• Data excerpts:
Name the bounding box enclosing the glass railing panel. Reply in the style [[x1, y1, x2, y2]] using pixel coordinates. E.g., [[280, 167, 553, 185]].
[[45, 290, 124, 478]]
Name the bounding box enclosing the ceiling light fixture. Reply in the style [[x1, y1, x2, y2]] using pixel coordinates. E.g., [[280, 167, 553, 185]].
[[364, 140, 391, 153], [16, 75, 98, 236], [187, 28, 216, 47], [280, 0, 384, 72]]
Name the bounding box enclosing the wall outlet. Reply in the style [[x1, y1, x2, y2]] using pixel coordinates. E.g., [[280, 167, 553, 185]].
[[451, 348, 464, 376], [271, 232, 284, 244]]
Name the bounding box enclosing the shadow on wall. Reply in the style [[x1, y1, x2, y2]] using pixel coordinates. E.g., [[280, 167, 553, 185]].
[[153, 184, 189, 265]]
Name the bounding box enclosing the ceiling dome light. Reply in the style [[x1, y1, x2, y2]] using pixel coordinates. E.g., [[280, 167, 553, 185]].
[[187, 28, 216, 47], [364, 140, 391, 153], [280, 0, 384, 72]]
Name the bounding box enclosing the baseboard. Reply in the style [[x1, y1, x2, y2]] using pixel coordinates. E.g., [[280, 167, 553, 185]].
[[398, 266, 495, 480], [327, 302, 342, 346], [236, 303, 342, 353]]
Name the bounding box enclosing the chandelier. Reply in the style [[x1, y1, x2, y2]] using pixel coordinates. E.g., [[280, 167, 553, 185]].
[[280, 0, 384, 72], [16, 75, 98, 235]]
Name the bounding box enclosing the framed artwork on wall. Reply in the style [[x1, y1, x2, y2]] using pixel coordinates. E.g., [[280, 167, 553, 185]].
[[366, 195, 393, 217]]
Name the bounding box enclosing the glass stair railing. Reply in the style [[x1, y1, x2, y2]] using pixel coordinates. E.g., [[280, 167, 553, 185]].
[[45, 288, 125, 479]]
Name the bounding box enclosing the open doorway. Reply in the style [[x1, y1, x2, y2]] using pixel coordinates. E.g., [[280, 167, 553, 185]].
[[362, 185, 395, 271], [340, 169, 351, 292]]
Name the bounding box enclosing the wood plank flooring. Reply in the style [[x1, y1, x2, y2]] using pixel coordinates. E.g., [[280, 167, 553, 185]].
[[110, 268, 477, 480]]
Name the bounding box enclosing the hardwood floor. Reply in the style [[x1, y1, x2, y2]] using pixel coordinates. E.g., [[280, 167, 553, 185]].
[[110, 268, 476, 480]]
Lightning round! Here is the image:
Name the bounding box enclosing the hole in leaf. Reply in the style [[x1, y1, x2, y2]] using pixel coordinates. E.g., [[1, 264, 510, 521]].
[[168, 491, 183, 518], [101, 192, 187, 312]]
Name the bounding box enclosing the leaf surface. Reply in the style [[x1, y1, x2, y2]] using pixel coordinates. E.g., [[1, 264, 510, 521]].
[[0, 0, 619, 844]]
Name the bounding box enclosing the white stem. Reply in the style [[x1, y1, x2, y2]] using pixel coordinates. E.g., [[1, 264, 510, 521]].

• Given task: Can you copy out every item above word for word, changing nothing?

• The result:
Name the bounding box enclosing the glass railing panel. Reply in the style [[x1, y1, x2, y2]] using pixel coordinates. E.g., [[280, 167, 553, 185]].
[[45, 290, 124, 478]]
Name the bounding box enclosing the ceiling light fixture. Reply in the style [[x1, y1, x2, y2]] using pixel coordinates. E.g., [[280, 167, 553, 185]].
[[364, 140, 391, 153], [16, 75, 98, 236], [187, 28, 216, 47], [280, 0, 384, 72]]
Name the bounding box enclosing the wall outlet. Reply in the style [[x1, y1, x2, y2]] using pixel coordinates. E.g., [[280, 167, 553, 185]].
[[451, 348, 464, 376], [271, 232, 284, 244]]
Name the bounding box enclosing the shadow on wall. Reply in the style [[x1, y1, x2, y2]] using pixel coordinates. E.g., [[280, 167, 553, 185]].
[[153, 184, 189, 265]]
Name the bounding box enclosing the ceiling dome light. Reply in the style [[x1, y1, x2, y2]] using pixel coordinates. E.g., [[280, 167, 553, 185]].
[[187, 28, 216, 47], [364, 140, 391, 153], [280, 0, 384, 72]]
Name the bounding box enclosing the baseboard. Reply in the style [[x1, y1, x2, y2]] using pixel coordinates. E.g., [[280, 167, 553, 185]].
[[398, 266, 495, 480], [327, 302, 342, 346], [236, 303, 342, 353]]
Name the bounding box enclosing the chandelier. Reply in the style [[x1, y1, x2, y2]] using pixel coordinates. E.g., [[280, 167, 553, 185]].
[[280, 0, 384, 72], [16, 75, 98, 235]]
Name the bounding box enclosing the framed artwork on wall. Reply in the style [[x1, y1, x2, y2]] using pixel coordinates. E.g., [[280, 167, 553, 185]].
[[366, 195, 393, 217]]
Name the bounding box enclosing the glass stair railing. Reply in the style [[x1, y1, x2, y2]] using pixel coordinates. E.g., [[280, 167, 553, 185]].
[[45, 288, 125, 479]]
Name the bounding box enclosing the open doorway. Reply in the style [[x1, y1, x2, y2]] using pixel coordinates. E.g., [[280, 167, 553, 185]].
[[362, 185, 395, 271], [340, 169, 351, 292]]
Name the bounding box enclosing the wood plank flooring. Reply in the style [[x1, y1, x2, y2]] using pixel coordinates. E.g., [[280, 167, 553, 185]].
[[110, 268, 477, 480]]
Name the bounding box enclosing the hardwood floor. Reply in the style [[x1, y1, x2, y2]] using pixel coordinates. E.g., [[280, 167, 553, 185]].
[[110, 268, 476, 480]]
Lightning round! Here is the image:
Name the bounding box enclosing the hole in leaf. Reply in the style [[x1, y1, x2, y2]] using pixel coordinates. E.g., [[1, 264, 510, 521]].
[[168, 491, 183, 518], [101, 192, 187, 312]]
Name the bounding box enclosing the leaf surface. Reply in the style [[x1, y1, x2, y2]] using pixel coordinates. E.g., [[1, 264, 510, 521]].
[[0, 0, 619, 844]]
Name the bounding box enclosing the white stem. Reply in the style [[x1, y1, x2, y2]] using pixel coordinates. E.g., [[1, 264, 510, 521]].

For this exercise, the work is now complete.